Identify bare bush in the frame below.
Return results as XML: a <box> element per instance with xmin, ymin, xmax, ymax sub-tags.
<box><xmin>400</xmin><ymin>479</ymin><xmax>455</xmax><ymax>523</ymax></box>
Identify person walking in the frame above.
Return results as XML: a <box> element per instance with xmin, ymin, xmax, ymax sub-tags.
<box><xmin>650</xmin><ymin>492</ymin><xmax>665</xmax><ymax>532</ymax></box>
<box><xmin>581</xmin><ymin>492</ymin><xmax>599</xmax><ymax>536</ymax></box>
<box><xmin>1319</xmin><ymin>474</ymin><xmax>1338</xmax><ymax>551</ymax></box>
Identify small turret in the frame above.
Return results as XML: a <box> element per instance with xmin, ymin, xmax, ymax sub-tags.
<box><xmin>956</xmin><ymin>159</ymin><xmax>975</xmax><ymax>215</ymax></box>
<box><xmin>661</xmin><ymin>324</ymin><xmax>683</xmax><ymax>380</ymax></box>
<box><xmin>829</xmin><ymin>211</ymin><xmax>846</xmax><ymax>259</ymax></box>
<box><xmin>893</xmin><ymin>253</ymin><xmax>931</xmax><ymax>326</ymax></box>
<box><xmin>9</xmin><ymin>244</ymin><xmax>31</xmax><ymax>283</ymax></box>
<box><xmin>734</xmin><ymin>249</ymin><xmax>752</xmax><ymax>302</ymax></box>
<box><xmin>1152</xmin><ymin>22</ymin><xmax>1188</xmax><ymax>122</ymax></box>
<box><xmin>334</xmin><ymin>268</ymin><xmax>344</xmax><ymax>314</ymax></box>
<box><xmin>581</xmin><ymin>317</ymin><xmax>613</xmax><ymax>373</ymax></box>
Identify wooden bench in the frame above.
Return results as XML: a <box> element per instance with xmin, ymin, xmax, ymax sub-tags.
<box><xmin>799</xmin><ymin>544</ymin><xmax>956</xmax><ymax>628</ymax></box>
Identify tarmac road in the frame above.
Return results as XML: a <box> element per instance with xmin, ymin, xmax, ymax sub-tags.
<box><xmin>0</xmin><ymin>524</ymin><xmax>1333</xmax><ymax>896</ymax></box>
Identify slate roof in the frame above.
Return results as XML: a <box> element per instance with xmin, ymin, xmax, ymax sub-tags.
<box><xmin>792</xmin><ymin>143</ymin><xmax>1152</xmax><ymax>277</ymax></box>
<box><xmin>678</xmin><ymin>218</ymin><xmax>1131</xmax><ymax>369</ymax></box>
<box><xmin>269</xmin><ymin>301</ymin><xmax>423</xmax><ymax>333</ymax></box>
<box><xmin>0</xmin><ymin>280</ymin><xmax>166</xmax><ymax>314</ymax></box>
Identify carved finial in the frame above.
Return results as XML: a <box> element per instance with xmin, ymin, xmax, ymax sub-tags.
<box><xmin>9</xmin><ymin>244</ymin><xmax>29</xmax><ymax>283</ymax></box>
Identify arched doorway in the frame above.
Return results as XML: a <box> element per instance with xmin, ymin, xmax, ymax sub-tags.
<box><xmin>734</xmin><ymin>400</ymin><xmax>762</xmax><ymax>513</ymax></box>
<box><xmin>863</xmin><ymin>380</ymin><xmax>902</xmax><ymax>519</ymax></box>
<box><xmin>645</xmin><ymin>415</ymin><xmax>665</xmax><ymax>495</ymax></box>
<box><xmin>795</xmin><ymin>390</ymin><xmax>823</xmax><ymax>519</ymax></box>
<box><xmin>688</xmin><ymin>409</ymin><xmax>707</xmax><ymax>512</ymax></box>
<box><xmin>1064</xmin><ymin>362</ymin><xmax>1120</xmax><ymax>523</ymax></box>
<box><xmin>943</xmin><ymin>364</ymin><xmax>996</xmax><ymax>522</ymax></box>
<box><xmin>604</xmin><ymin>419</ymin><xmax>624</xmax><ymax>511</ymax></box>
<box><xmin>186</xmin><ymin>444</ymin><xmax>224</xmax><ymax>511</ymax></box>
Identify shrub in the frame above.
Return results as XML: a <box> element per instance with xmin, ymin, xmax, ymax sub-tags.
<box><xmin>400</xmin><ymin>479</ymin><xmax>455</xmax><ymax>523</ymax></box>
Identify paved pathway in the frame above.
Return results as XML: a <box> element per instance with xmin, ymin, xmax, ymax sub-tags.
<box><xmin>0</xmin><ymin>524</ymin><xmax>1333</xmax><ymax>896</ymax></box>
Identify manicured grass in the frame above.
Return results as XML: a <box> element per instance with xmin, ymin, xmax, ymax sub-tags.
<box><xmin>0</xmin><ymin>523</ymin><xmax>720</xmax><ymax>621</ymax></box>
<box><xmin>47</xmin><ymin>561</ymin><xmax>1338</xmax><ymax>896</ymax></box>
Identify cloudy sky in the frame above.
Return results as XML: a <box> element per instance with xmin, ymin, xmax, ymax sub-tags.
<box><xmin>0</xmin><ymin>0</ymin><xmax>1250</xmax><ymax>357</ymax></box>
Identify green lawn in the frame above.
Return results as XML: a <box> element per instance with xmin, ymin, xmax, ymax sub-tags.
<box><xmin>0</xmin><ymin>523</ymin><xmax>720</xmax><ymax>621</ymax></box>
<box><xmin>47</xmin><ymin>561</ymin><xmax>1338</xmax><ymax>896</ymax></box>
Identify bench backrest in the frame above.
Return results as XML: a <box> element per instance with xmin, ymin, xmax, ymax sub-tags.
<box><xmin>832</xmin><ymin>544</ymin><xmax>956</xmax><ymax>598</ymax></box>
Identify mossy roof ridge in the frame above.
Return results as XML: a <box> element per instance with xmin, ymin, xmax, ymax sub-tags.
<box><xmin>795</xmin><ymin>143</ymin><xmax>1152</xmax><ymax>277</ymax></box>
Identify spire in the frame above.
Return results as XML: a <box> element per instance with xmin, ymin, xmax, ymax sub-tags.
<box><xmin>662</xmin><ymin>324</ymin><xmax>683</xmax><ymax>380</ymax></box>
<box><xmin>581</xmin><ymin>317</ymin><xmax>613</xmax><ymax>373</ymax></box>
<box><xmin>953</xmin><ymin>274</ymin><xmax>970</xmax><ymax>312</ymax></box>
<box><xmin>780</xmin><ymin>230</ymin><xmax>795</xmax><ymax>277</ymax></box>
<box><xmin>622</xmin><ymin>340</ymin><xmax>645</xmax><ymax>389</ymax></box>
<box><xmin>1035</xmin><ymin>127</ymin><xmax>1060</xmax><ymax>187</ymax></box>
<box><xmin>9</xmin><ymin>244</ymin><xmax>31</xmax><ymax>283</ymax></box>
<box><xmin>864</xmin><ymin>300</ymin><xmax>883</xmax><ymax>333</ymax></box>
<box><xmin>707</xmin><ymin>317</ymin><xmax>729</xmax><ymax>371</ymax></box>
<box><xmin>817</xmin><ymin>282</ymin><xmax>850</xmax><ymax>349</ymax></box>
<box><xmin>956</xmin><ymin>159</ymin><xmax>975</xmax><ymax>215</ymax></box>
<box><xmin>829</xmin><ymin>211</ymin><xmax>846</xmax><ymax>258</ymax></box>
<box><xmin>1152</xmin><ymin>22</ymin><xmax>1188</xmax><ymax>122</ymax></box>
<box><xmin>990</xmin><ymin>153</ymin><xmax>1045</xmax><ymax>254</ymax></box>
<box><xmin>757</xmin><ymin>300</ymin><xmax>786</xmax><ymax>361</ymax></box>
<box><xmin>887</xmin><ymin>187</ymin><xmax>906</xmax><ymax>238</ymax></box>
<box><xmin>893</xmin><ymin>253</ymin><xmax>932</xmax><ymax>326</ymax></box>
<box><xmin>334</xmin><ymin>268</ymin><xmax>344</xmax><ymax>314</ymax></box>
################
- [Task prompt]
Pull out every line in the rows above that contains the word "bench", and list those lines in their original order.

- [Output for this task]
Identify wooden bench in the frame above.
Identify bench backrest in the frame above.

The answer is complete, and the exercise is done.